- _AIM OF THE EXERCISE_
Copy out the full patch message below word for word, keeping every line of the diff.

- _PAGE TEXT_

....................

I had a local fix with the same effect that I applied when
the code originally broke, but had not gotten around to
sending my fix.

After b8a77b9a5f9c ("mtd: ubi: fix NVMEM over UBI volumes on
32-bit systems") introduced a different workaround, I got the
link error because I had removed the do_div().

     Arnd
diff mbox series

Patch

diff --git a/drivers/mtd/ubi/nvmem.c b/drivers/mtd/ubi/nvmem.c
index 8aeb9c428e51..a94a1a9aaec1 100644
--- a/drivers/mtd/ubi/nvmem.c
+++ b/drivers/mtd/ubi/nvmem.c
@@ -6,7 +6,6 @@ 
 /* UBI NVMEM provider */
 #include "ubi.h"
 #include <linux/nvmem-provider.h>
-#include <asm/div64.h>
 
 /* List of all NVMEM devices */
 static LIST_HEAD(nvmem_devices);
@@ -27,14 +26,15 @@  static int ubi_nvmem_reg_read(void *priv, unsigned int from,
 	struct ubi_nvmem *unv = priv;
 	struct ubi_volume_desc *desc;
 	uint32_t offs;
-	uint64_t lnum = from;
+	uint32_t lnum;
 	int err = 0;
 
 	desc = ubi_open_volume(unv->ubi_num, unv->vol_id, UBI_READONLY);
 	if (IS_ERR(desc))
 		return PTR_ERR(desc);
 
-	offs = do_div(lnum, unv->usable_leb_size);
+	offs = from % unv->usable_leb_size;
+	lnum = from / unv->usable_leb_size;
 	while (bytes_left) {
 		to_read = unv->usable_leb_size - offs;

....................

- _GIVEN MATERIAL_
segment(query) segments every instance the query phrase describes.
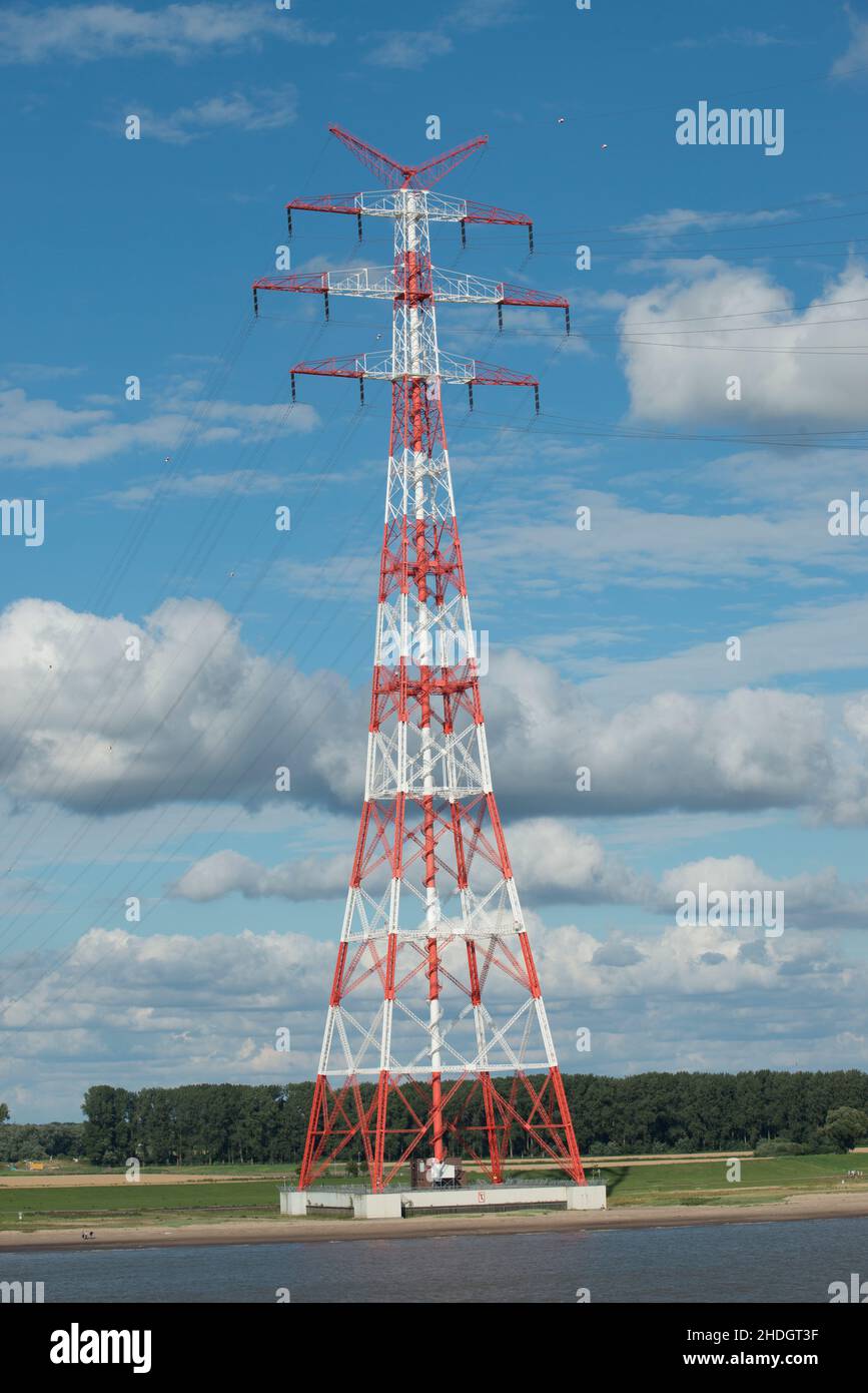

....................

- _FINAL RESULT_
I had a local fix with the same effect that I applied when
the code originally broke, but had not gotten around to
sending my fix.

After b8a77b9a5f9c ("mtd: ubi: fix NVMEM over UBI volumes on
32-bit systems") introduced a different workaround, I got the
link error because I had removed the do_div().

     Arnd
diff mbox series

Patch

diff --git a/drivers/mtd/ubi/nvmem.c b/drivers/mtd/ubi/nvmem.c
index 8aeb9c428e51..a94a1a9aaec1 100644
--- a/drivers/mtd/ubi/nvmem.c
+++ b/drivers/mtd/ubi/nvmem.c
@@ -6,7 +6,6 @@ 
 /* UBI NVMEM provider */
 #include "ubi.h"
 #include <linux/nvmem-provider.h>
-#include <asm/div64.h>
 
 /* List of all NVMEM devices */
 static LIST_HEAD(nvmem_devices);
@@ -27,14 +26,15 @@  static int ubi_nvmem_reg_read(void *priv, unsigned int from,
 	struct ubi_nvmem *unv = priv;
 	struct ubi_volume_desc *desc;
 	uint32_t offs;
-	uint64_t lnum = from;
+	uint32_t lnum;
 	int err = 0;
 
 	desc = ubi_open_volume(unv->ubi_num, unv->vol_id, UBI_READONLY);
 	if (IS_ERR(desc))
 		return PTR_ERR(desc);
 
-	offs = do_div(lnum, unv->usable_leb_size);
+	offs = from % unv->usable_leb_size;
+	lnum = from / unv->usable_leb_size;
 	while (bytes_left) {
 		to_read = unv->usable_leb_size - offs;